TASK A
Reproduce the locker-theft account word for word, everything from "I don’t know" down to "into my house.".

=== PROVIDED PASSAGE ===

At the end of a tiring and
uneventful job doing silver service for a ballroom full of corporate
lawyers I discover my locker has been broken into and my bag pinched. I
am without purse, phone, door keys, meds, nearly full bottle of Coco
Chanel and charm bracelet my dad gave me when I was 15. I’m tired and
so I just stand in the middle of the changing room and cry while
everyone else tiptoes around me, gingerly getting their coats and
shuffling off home. I don’t tell anyone what’s happened because I’m too
upset and so I suppose they imagine I’ve just been dumped by my
boyfriend and discovered I’m pregnant or I’m just so radioactively
depressed that I rend my clothes and wail in the street.
Finally,
with red eyes and smudged make up, I shrug on my coat without changing
out of my waitress dress and go and stand with my hands thrust crossly
in my pockets in the foyer of the hotel, glaring at the carpet until it
begins to swim before my eyes.
I can’t do this forever and
soon people on the desk are whispering to each other and the concierge
hovers at my shoulder. Nobody knows what to do with a distressed woman;
he keeps going to put his hand on my arm and then fluttering away again
as though I’ll crumble into ashes if he touches me.
I don’t know
who to get them to phone and I can only remember D’s number, Lynda’s
number and the number of the Lebanese take away in Finsbury Park. Of
the three, I choose Lynda, who doesn’t quite manage to hide her
irritation that I’m having a crisis in the middle of one of her
boyfriend J’s rare days off which will now be partly spent on
collecting me from the West End and breaking into my house.
I
sit on the hotel steps, hugging my knees and enjoying the misery of
being cold while I wait for J to turn up. Instead, a police car
arrives. J has obviously decided to stay tucked up in bed with a warm
Lynda and just called in a favour from another station. I can’t say I
blame him. I climb in the back without saying anything and let them
tease me all the way home.

=== RECORD LIST ===

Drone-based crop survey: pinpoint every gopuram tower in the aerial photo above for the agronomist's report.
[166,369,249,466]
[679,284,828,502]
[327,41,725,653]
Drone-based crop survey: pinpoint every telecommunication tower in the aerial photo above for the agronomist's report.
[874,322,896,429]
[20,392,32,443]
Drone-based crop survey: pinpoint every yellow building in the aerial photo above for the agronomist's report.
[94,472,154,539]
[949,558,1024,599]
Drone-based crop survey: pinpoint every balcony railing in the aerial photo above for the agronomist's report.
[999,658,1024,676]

===

TASK B
In the records, take everything from the line containing "Drone-based crop survey: pinpoint every telecommunication" down to the line containing "[949,558,1024,599]" and give it as a JSON list of strings, one string per line, with blank lines omitted.

TASK RESPONSE A
I don’t know
who to get them to phone and I can only remember D’s number, Lynda’s
number and the number of the Lebanese take away in Finsbury Park. Of
the three, I choose Lynda, who doesn’t quite manage to hide her
irritation that I’m having a crisis in the middle of one of her
boyfriend J’s rare days off which will now be partly spent on
collecting me from the West End and breaking into my house.

TASK RESPONSE B
[
  "Drone-based crop survey: pinpoint every telecommunication tower in the aerial photo above for the agronomist's report.",
  "[874,322,896,429]",
  "[20,392,32,443]",
  "Drone-based crop survey: pinpoint every yellow building in the aerial photo above for the agronomist's report.",
  "[94,472,154,539]",
  "[949,558,1024,599]"
]